- [Quoted passage]:

· · ·

Archived from groups: microsoft.public.windowsxp.perform_maintain (More info?)

Dear Richard,

I apologize if I appeared to try to look like I know what I am doing. I
don't. I simply tried to read through the other posts and do some leg work
before soliciting help. Fortunately, for people like me, there are very
smart and passionate people like you who do know what they're doing and
respond to calls for help. Unfortunately, your response was not as helpful
as the other posts to my query; I had already done the search on DNScache,
discovered what it means, and remained unclear about what action to take.
However, I thank you for your response and sincerely appreciate your trying
to help.

John

"Richard Urban" wrote:

> http://search.microsoft.com/search/results.aspx?st=b&na...
>
> --
> Regards,
>
> Richard Urban
>
> If you knew as much as you thought you know,
> You would realize that you don't know what you thought you knew!
>
>
> "John Wasserbauer" <JohnWasserbauer@discussions.microsoft.com> wrote in
> message news:0C31B614-1F97-4401-8ABC-995DB526D3AE@microsoft.com...
> > So I startup my computer and it works at a staggeringly slow pace.

· · ·

- [Entries]:
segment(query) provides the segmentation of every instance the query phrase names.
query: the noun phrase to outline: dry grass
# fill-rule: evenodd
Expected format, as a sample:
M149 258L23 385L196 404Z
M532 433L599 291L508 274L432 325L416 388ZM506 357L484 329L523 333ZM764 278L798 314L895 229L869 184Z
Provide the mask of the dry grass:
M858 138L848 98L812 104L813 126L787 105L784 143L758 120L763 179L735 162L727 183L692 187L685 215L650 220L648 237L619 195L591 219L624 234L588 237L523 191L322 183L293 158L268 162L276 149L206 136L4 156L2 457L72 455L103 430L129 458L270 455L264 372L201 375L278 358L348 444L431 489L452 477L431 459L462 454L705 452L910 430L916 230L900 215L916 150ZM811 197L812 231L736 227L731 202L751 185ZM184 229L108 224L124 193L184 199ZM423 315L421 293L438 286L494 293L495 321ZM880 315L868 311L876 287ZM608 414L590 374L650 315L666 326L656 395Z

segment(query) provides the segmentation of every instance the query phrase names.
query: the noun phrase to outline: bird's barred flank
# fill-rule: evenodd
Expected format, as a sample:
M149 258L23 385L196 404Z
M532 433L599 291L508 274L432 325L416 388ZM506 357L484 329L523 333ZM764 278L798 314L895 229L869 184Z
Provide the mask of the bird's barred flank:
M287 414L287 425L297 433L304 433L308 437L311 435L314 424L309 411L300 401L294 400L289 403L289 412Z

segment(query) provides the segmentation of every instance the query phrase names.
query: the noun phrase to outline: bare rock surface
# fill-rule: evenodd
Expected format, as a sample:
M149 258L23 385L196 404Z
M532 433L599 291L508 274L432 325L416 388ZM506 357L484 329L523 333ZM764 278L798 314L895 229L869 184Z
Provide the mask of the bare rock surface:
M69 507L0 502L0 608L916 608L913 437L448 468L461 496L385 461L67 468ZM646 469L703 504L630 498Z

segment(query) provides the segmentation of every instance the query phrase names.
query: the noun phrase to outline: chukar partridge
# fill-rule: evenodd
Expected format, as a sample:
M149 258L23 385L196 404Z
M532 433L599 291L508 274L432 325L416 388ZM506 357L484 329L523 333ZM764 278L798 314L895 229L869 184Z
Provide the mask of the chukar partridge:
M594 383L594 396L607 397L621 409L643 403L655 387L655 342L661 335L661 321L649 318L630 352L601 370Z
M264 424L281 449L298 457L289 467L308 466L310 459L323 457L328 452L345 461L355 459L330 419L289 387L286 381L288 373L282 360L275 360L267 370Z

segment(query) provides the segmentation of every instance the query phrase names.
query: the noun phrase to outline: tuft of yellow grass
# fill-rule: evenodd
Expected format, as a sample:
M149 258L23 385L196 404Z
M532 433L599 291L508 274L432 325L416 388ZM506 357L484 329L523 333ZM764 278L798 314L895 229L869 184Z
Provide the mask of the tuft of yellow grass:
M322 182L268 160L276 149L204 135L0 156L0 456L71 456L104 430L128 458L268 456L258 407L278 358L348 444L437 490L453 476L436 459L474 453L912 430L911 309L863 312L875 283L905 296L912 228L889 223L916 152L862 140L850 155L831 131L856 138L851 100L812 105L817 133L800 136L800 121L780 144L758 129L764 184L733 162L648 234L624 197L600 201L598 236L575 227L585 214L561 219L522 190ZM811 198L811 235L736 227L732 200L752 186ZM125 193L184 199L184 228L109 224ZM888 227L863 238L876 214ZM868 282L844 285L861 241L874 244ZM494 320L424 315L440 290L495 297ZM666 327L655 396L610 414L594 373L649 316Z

· · ·

- [Problems to solve]:
(1) In the forum post, what had John already searched for before asking for help?
(2) Please reproduce the forum post word for word, starting at "I apologize if" and ending at "action to take.".

- [The replies]:
(1) He had already searched for DNScache.

(2)
I apologize if I appeared to try to look like I know what I am doing. I
don't. I simply tried to read through the other posts and do some leg work
before soliciting help. Fortunately, for people like me, there are very
smart and passionate people like you who do know what they're doing and
respond to calls for help. Unfortunately, your response was not as helpful
as the other posts to my query; I had already done the search on DNScache,
discovered what it means, and remained unclear about what action to take.